Begin
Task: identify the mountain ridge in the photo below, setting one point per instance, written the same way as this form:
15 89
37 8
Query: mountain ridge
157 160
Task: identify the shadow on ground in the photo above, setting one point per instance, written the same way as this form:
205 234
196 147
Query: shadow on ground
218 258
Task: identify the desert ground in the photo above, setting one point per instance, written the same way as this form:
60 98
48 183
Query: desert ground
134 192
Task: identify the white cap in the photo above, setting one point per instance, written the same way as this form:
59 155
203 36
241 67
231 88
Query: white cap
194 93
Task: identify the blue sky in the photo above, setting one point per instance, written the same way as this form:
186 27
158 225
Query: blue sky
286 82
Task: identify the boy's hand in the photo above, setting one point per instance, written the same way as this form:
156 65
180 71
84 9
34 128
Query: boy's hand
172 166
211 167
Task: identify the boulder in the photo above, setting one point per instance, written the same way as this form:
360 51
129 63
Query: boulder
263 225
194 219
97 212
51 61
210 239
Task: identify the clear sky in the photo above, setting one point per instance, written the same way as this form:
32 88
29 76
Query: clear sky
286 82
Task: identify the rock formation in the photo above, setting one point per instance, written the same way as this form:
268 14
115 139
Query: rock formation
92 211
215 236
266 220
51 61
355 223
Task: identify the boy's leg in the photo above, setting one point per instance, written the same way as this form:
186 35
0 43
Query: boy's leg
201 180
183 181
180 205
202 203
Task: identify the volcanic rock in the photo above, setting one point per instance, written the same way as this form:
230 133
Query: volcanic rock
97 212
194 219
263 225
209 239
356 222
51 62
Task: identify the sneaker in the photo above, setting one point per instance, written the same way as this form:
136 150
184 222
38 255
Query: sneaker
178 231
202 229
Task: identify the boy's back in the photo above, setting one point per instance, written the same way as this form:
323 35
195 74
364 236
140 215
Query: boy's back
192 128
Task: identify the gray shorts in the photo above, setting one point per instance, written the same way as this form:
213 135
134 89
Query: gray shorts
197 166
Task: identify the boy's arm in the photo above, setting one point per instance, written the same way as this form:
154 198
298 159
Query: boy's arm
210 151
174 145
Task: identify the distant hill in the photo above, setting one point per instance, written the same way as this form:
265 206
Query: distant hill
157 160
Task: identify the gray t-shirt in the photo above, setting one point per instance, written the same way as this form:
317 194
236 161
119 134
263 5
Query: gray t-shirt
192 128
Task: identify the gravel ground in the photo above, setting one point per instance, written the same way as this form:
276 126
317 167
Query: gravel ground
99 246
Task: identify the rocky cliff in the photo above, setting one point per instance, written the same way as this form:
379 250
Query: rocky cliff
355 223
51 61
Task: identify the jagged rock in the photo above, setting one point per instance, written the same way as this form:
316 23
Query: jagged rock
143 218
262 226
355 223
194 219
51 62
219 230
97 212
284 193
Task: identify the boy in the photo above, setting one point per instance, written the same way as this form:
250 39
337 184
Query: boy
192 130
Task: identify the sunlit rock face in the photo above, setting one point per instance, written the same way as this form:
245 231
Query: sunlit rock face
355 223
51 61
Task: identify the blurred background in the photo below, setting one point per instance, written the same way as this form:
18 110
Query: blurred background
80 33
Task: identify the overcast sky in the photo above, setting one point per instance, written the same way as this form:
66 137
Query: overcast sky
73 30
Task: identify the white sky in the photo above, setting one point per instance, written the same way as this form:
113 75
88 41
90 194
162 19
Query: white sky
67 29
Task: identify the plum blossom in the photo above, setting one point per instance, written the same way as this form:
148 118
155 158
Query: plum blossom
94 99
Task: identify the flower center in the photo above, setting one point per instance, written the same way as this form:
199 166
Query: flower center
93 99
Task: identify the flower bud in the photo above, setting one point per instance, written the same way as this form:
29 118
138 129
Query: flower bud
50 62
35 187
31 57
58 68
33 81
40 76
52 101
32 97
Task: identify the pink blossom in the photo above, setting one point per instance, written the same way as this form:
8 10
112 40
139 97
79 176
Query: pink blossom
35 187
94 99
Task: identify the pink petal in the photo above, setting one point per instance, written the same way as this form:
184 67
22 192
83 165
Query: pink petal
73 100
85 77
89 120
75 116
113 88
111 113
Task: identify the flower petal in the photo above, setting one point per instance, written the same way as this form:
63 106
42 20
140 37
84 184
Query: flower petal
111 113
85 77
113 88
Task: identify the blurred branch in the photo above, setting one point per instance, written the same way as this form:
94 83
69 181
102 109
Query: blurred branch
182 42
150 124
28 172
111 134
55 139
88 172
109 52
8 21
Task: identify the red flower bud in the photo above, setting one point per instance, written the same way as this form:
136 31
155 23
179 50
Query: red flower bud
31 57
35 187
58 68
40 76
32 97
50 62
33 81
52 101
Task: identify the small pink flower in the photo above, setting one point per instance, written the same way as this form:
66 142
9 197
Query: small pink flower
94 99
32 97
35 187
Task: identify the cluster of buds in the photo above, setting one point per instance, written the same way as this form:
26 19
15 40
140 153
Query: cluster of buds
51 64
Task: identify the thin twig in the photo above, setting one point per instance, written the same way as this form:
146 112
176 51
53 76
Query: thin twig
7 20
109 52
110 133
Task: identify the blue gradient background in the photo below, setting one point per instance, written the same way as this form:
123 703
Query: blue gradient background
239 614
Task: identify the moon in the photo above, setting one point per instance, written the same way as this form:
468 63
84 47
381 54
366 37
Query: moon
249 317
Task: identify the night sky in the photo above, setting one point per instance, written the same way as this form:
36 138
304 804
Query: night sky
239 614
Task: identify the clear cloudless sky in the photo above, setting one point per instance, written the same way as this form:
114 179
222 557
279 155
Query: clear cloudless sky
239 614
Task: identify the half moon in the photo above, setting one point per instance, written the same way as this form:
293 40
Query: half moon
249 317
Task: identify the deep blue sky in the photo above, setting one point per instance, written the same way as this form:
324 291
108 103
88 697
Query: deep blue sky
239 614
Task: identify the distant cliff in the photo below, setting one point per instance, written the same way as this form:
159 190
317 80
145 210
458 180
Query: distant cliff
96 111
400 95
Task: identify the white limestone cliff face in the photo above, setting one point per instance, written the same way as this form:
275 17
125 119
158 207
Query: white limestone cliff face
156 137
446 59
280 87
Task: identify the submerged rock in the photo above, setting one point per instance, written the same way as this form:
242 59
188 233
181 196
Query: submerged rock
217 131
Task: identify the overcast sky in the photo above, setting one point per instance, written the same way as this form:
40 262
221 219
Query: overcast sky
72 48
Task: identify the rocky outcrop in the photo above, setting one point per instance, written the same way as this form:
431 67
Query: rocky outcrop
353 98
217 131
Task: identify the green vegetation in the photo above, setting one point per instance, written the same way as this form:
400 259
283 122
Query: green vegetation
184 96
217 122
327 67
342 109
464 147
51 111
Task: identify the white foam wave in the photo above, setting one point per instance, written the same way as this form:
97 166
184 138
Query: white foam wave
End
**GOAL:** Rewrite all of the lines above with "identify" changed to "locate" and everything else left as it is.

**RESULT OF THE EXERCISE:**
Task: locate the mountain ridge in the photo below, setting one point per instance, written the same way as this form:
15 89
37 8
Query: mountain ridge
157 160
Task: locate the shadow on ground in the photo above, setting one point per instance, written the same way as this form:
205 234
196 147
Query: shadow on ground
218 258
Task: locate the desert ground in the photo above, setting one point per instance, written the same way as this form:
60 98
48 183
Query: desert ground
134 192
Task: locate the white cap in the photo above, setting one point per instance, written the same way as this form:
59 155
203 36
241 67
231 88
Query: white cap
194 93
Task: locate the blue sky in the photo above, setting one point per instance, written the same way as this form:
186 27
158 225
Query: blue sky
286 82
Task: locate the boy's hand in the photo above, setting one point per instance, written the same way as this form:
156 65
180 71
84 9
34 128
Query: boy's hand
172 166
211 167
Task: locate the boulder in the photo above, setting one point per instance, written the same way as this form:
360 51
129 63
Query: boulder
263 225
194 219
97 212
51 61
210 239
Task: locate the clear sky in the photo above, setting one point per instance, written the same way as this form:
32 88
29 76
Query: clear sky
286 82
Task: locate the rock formation in the photo above, setting one point per instance, written the same way as this form:
268 14
115 139
Query: rock formation
92 211
215 236
266 220
51 61
355 223
Task: locate the boy's leg in the photo above, setting one point per instance, written the same way as this form:
186 35
0 43
Query: boy's leg
201 180
183 181
180 205
202 203
Task: locate the volcanic rock in the photo above, setting one point per instance, written the same way as this form:
230 133
Query: volcanic rock
97 212
194 219
263 225
209 239
356 222
51 62
Task: locate the sneaker in the photo above, setting one point per instance, written the same way as this form:
136 150
184 222
38 255
Query: sneaker
178 231
202 229
Task: locate the boy's back in the photo above, setting one point per instance, written the same way as this form:
323 35
195 74
364 236
140 215
Query: boy's back
192 128
Task: locate the gray shorts in the photo above, setting one point per instance, written the same way as this form:
213 135
134 89
Query: gray shorts
197 166
Task: locate the boy's arm in the photo above, setting one point per instance, written the same way as this form:
154 198
298 159
Query: boy's arm
210 151
174 145
Task: locate the distant hill in the photo above, setting one point per instance, written the same way as this form:
265 206
Query: distant hill
157 160
Task: locate the gray t-shirt in the photo above, setting one point per instance, written the same way as this form:
317 194
236 161
119 134
263 5
Query: gray t-shirt
192 128
Task: locate the gravel ground in the photo above, setting one point per instance, written the same way as this form:
276 126
317 167
Query: gravel ground
99 246
Task: locate the rocky cliff in the photo above, setting one point per instance, written the same way as this form:
379 250
Query: rocky cliff
355 223
51 61
Task: locate the jagged rock in the photo above, setting one point per instance, written the same way as this form:
316 23
Query: jagged rock
143 218
262 226
355 223
194 219
51 62
219 230
97 212
284 193
Task: locate the boy in the photo above, setting one point per instance, written the same way as this form:
250 39
337 184
Query: boy
192 130
Task: locate the sunlit rock face in the photo above, setting one point per instance, written the same way as this form:
245 231
Query: sunlit rock face
355 223
51 61
Task: locate the blurred background in the photo below, setting one point per instance, written the same way as this form:
18 110
Query: blurred background
80 33
Task: locate the overcast sky in the photo above, setting one point per instance, written the same way as this form:
66 137
Query: overcast sky
73 30
Task: locate the white sky in the photo above, setting one point per instance, written the same way as this form:
113 75
88 41
90 194
162 19
Query: white sky
67 29
Task: locate the plum blossom in the photo above, setting one point per instance, written the same way as this form:
148 118
155 158
Query: plum blossom
94 99
Task: locate the flower center in the photo above, setting one point per instance, written the same way as this form:
199 166
Query: flower center
93 99
Task: locate the flower bud in the photo above, setting one point per instance, written the same way as this form:
29 118
138 129
Query: flower bud
50 62
35 187
31 57
58 68
33 81
40 76
52 101
32 97
Task: locate the pink blossom in the photo above, setting one point per instance, written the same way as this form:
8 10
112 40
139 97
79 176
Query: pink blossom
35 187
94 99
Task: locate the pink petal in the photo above, setting one point per instance, written the same way as this form:
184 67
22 192
83 165
Query: pink petal
73 100
85 77
89 120
75 116
113 88
111 113
Task: locate the flower petal in the photo above, setting one point per instance, written the same way as this form:
63 106
42 20
140 37
84 184
Query: flower petal
111 113
85 77
113 88
Task: locate the blurred branch in the photo above, setting one point per instance, written the same way as this form:
94 83
69 181
102 109
Query: blurred branch
182 42
150 124
28 172
111 134
55 139
88 172
109 52
8 21
Task: locate the red flower bud in the photo above, setting one point per instance, written the same way as this form:
136 31
155 23
179 50
Query: red flower bud
31 57
35 187
58 68
40 76
32 97
50 62
33 81
52 101
Task: locate the small pink flower in the photo above, setting one point per instance, written the same way as this form:
66 142
9 197
Query: small pink flower
94 99
32 97
35 187
Task: locate the cluster of buds in the photo above, setting one point per instance, written the same way as this form:
26 19
15 40
140 153
Query: cluster of buds
51 64
Task: locate the thin twig in the photo above, setting one point per instance, written the same way as this form:
146 112
176 51
53 76
Query: thin twig
7 20
109 52
110 133
Task: locate the blue gradient background in the photo below, setting one point per instance, written the same way as this form:
123 703
Query: blue gradient background
239 614
Task: locate the moon in the photo above, setting one point per instance, written the same way as this form:
468 63
84 47
381 54
366 37
Query: moon
249 317
Task: locate the night sky in the photo above, setting one point per instance, written the same way as this form:
36 138
304 804
Query: night sky
239 614
Task: locate the clear cloudless sky in the photo above, setting one point per instance, written the same way as this form:
114 179
222 557
279 155
Query: clear cloudless sky
239 614
Task: locate the half moon in the photo above, setting one point per instance, written the same way as this form:
293 40
Query: half moon
249 317
Task: locate the deep blue sky in the photo above, setting one point per instance, written the same way as this form:
324 291
108 103
88 697
Query: deep blue sky
239 614
Task: locate the distant cliff in the photo below, setting one point per instance, written the same way as this form:
159 190
317 80
145 210
458 180
Query: distant cliff
96 111
400 95
Task: locate the white limestone cliff face in the photo above, setting one point per instance, written the same way as this form:
275 17
125 119
158 207
Query: white limestone cliff face
156 137
446 59
280 87
Task: locate the submerged rock in the photo above, setting one point per instance, written the same way as this form:
242 59
188 233
181 196
Query: submerged rock
217 131
Task: locate the overcast sky in the photo above, setting one point per instance, written the same way as this form:
40 262
221 219
Query: overcast sky
72 48
Task: locate the rocky outcrop in the photo above, setting one point per instance, written the same way as this form:
431 67
Query: rocky outcrop
353 98
217 131
Task: locate the green vegetation in the photo above, setting one point per instance, written the same way as this form:
400 259
283 122
Query: green vegetation
184 96
217 122
327 67
342 109
464 147
51 111
Task: locate the white foam wave in the photo above, setting one point per instance, written the same way as this form:
97 166
184 138
Query: white foam wave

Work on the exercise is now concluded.